*PROBLEM REQUIREMENTS*
Print the data below exactly, but only the lines from the one containing "the puppy's front" down to the one containing "the carved nude", inclusive.

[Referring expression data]
────────────────────────────────────────

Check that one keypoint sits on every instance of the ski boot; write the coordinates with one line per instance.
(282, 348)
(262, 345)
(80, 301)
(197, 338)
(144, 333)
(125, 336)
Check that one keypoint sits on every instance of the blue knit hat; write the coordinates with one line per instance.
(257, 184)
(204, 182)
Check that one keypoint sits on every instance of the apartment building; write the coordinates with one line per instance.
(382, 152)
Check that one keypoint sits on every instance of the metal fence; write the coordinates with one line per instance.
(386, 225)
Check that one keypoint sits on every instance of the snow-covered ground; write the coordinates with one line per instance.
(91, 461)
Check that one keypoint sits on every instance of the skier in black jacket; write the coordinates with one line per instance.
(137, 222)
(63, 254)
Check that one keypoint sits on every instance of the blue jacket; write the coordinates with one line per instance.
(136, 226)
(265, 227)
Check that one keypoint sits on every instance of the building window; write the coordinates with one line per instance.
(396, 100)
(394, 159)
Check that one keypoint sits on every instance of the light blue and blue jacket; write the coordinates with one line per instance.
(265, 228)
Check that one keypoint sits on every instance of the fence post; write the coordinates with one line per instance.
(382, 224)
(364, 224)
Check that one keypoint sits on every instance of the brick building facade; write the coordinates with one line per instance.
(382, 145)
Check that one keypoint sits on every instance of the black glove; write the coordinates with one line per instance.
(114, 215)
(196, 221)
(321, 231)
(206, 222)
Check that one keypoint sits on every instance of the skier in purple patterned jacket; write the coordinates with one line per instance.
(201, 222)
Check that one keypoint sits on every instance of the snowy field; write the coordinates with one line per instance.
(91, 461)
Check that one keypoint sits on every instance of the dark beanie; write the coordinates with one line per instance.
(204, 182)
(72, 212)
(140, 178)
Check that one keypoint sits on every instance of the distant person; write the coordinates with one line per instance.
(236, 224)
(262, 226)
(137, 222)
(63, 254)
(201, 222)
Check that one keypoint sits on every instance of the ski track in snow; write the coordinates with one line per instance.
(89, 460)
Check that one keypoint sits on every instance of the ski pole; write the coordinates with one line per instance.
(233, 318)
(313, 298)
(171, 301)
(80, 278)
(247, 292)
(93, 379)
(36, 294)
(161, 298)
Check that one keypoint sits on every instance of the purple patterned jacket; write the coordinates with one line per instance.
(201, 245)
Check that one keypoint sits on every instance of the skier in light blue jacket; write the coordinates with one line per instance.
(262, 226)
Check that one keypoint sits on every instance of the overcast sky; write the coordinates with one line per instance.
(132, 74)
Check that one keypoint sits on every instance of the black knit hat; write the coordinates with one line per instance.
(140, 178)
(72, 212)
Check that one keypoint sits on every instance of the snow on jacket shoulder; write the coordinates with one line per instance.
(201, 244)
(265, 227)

────────────────────────────────────────

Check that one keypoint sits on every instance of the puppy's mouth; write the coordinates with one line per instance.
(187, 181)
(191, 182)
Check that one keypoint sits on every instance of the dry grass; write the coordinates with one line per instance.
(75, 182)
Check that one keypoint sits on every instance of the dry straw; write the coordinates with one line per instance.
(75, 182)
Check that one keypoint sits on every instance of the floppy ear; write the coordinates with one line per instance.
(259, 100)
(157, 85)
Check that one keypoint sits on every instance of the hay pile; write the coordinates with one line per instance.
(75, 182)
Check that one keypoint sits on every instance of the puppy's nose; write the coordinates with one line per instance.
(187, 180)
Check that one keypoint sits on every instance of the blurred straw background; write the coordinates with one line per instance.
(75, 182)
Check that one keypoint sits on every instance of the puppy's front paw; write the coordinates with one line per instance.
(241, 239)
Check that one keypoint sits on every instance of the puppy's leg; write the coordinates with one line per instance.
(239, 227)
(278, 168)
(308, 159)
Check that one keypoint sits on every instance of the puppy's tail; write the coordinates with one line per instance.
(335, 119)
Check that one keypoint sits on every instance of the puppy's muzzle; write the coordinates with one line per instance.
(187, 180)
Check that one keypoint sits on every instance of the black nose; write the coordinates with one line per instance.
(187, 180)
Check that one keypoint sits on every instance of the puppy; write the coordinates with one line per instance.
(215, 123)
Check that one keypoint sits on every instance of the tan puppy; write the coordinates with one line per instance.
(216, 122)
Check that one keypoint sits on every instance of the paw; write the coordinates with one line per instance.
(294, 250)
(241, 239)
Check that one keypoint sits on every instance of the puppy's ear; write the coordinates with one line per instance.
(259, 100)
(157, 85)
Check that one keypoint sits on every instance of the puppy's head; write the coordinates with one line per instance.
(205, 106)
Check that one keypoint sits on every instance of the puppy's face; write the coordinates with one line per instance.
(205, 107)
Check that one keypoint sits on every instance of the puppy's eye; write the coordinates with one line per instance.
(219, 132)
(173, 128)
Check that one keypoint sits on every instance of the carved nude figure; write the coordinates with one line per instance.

────────────────────────────────────────

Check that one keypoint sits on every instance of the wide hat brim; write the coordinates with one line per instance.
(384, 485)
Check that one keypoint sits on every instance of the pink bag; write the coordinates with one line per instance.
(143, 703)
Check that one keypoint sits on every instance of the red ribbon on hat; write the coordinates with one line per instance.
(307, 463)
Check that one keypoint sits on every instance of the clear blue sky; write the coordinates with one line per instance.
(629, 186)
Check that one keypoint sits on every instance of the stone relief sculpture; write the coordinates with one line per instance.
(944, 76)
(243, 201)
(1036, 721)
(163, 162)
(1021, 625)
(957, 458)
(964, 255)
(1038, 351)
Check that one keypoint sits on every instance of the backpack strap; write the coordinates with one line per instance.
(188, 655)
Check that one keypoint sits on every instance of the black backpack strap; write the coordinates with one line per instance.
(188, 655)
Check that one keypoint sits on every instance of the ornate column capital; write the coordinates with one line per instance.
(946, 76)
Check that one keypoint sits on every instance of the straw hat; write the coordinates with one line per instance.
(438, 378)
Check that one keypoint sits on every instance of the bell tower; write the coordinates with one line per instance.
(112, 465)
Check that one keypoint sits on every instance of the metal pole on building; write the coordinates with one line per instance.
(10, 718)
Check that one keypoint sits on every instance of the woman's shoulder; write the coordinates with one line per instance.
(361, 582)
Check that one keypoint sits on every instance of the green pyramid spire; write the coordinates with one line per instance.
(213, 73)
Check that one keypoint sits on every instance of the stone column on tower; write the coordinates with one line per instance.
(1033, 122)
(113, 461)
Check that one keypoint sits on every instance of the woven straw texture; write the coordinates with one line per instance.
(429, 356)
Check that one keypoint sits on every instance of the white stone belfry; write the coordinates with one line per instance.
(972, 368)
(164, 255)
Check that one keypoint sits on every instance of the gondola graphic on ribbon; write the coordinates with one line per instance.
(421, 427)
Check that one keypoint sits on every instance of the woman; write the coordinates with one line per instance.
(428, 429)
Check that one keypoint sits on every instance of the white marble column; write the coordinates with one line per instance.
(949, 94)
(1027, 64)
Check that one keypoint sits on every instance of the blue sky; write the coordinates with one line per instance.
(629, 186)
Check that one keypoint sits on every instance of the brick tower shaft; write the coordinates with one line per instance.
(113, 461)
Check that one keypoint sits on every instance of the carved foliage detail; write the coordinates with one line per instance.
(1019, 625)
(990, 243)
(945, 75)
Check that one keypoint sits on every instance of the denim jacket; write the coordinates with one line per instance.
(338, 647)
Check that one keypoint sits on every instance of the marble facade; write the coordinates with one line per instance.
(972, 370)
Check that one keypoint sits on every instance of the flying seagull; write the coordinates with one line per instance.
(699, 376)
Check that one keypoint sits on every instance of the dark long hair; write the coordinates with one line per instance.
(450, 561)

────────────────────────────────────────

*ANSWER TO THIS PROBLEM*
Check that one keypoint sits on every instance of the puppy's front paw; write the coordinates with one line per instance.
(241, 239)
Check that one keypoint sits on every instance of the puppy's leg; write the coordinates with one line per instance.
(239, 227)
(278, 168)
(308, 159)
Check that one keypoint sits on every instance of the puppy's tail; write the coordinates with one line per instance.
(335, 119)
Check that one keypoint sits on every instance of the puppy's muzzle; write the coordinates with one line per instance.
(187, 180)
Check that one keypoint sits on every instance of the black nose; write the coordinates with one line per instance.
(187, 180)
Check that one keypoint sits on every instance of the puppy; write the coordinates with one line per instance.
(215, 123)
Check that one keypoint sits on every instance of the tan puppy; write the coordinates with one line per instance.
(216, 122)
Check that one keypoint sits on every instance of the paw; write the coordinates with one line per instance.
(294, 250)
(241, 239)
Check that one keypoint sits on every instance of the puppy's ear; write the coordinates with one line per instance.
(259, 100)
(157, 85)
Check that one keypoint sits on every instance of the puppy's head; write the coordinates with one line per instance.
(205, 106)
Check that one keypoint sits on every instance of the puppy's face; write the coordinates with one line per instance.
(205, 107)
Check that one keypoint sits on every instance of the puppy's eye; write the coordinates with one line per instance.
(219, 132)
(173, 128)
Check that one keypoint sits on every instance of the carved nude figure; write the coordinates with one line per instance.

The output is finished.